Gray wolf. Photo: Jeffrey St. Clair.

In the past year, the gray wolf has once again been in the national spotlight due to terrible changes in federal and state policies. Last October, wolves nationwide lost protections under the federal Endangered Species Act despite their low numbers or complete absence from suitable habitats in most western states, including here in Oregon, where the return of wolves is still in its early days.

Then, in recent months, the states of Idaho and Montana have adopted new draconian hunting and trapping policies that ensure the continued persecution and slaughter of wolves in those states, with the clear political goal of reducing wolf numbers to the minimum populations allowed by federal law. Wolf management by the western states is pushing the species back towards the Endangered Species list. Conservation and animal welfare groups and Indigenous organizations have asked Secretary of the Interior Deb Haaland to relist and protect wolves under federal authority.

The pattern of anti-wolf management holds here in Oregon, too. Wolves are still being killed for the sake of livestock production despite the wolves still having protected status under state laws. During the last two weeks, the Oregon Department of Fish and Wildlife (ODFW) authorized the killing of up to five wolves from two different packs in Baker and Umatilla counties because of livestock predation on both private and public lands.

(Explore the material):
a: In the wolf policy text, which two counties are home to the packs from which ODFW authorized killing up to five wolves?
b: Reproduce the wolf policy text verbatim, from "The pattern of" up to and including "and public lands.".
c: Carry the wolf policy text forward from its last sentence.
Nothing in the listing is needed here.

(Exercise data):
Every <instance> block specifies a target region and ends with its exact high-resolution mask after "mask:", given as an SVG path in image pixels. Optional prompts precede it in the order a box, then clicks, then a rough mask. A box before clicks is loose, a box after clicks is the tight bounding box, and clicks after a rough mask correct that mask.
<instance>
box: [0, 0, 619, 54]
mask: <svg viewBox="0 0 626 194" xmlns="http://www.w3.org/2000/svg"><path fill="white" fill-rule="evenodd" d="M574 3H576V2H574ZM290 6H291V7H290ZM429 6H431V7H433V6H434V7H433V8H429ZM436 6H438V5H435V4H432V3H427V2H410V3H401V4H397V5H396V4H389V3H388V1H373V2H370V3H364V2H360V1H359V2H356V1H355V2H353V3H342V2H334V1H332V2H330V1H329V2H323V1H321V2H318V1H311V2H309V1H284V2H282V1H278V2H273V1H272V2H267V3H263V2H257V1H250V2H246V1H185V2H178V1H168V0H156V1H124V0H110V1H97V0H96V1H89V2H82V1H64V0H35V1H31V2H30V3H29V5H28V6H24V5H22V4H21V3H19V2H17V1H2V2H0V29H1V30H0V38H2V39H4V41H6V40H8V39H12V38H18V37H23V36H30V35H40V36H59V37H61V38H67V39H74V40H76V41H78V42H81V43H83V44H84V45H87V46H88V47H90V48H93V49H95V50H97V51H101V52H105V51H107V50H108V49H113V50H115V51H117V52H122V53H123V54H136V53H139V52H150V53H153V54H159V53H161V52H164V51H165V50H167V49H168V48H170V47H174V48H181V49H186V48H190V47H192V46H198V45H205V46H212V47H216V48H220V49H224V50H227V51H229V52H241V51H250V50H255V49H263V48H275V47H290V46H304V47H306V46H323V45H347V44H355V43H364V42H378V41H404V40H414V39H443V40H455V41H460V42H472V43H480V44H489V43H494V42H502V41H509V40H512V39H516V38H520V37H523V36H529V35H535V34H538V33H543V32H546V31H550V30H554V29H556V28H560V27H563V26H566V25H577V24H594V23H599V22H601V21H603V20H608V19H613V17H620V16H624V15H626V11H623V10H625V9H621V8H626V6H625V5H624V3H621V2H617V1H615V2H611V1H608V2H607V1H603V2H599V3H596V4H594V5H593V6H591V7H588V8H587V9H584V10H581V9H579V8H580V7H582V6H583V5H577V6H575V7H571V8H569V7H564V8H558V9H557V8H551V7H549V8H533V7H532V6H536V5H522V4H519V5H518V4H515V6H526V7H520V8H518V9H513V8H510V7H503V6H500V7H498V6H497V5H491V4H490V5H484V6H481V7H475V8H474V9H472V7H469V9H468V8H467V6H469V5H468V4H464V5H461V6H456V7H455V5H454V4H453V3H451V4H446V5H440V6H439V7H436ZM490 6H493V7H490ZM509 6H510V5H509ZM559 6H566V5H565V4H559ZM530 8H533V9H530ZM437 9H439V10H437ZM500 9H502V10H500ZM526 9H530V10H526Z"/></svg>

(Answers in order):
a: Baker and Umatilla counties.

b:
The pattern of anti-wolf management holds here in Oregon, too. Wolves are still being killed for the sake of livestock production despite the wolves still having protected status under state laws. During the last two weeks, the Oregon Department of Fish and Wildlife (ODFW) authorized the killing of up to five wolves from two different packs in Baker and Umatilla counties because of livestock predation on both private and public lands.

c:
ODFW has reportedly only killed two of the five wolves so far, but the two were both just pups, only three-and-a-half months old and certainly not a direct threat to livestock. Killing wolf puppies is a despicable practice, and it must not become a pattern. These senseless killings should be condemned by all Oregonians.

To reduce conflict between livestock and wildlife, cattle and sheep should be removed from the public lands. Domestic grazers destroy native vegetation, trample fragile riparian areas and outcompete and displace native wildlife like elk, mule deer and antelope. The livestock industry has shaped the landscape for over 150 years, dewatered and polluted our rivers and streams, cost us our topsoil, spread flammable invasive weeds, and captured land management agencies for far too long already.

The wildlife in Oregon “belongs” to all of us and we should no longer tolerate business-as-usual where ranchers rule the roost and call the shots. Sixty-six percent of Oregonians support protections for the gray wolf but the wishes of the majority are grossly underrepresented in government policies that allow cattle to take precedence over wildlife protection. It is time to give native wildlife and ecosystem health a seat at the table.

The gray wolf needs our support to finally end over a century of violent eradication efforts and wildlife management that has been based on fear and myth rather than science. Oregon must do better than our neighbors who can’t seem to reckon with the 21st century understanding that native predators benefit ecosystems and that our forests and grasslands have suffered in their absence. The return of wolves to Oregon is a benefit to all of us which should be widely celebrated. The recent kill orders — and the dead wolf pups — are inexcusable.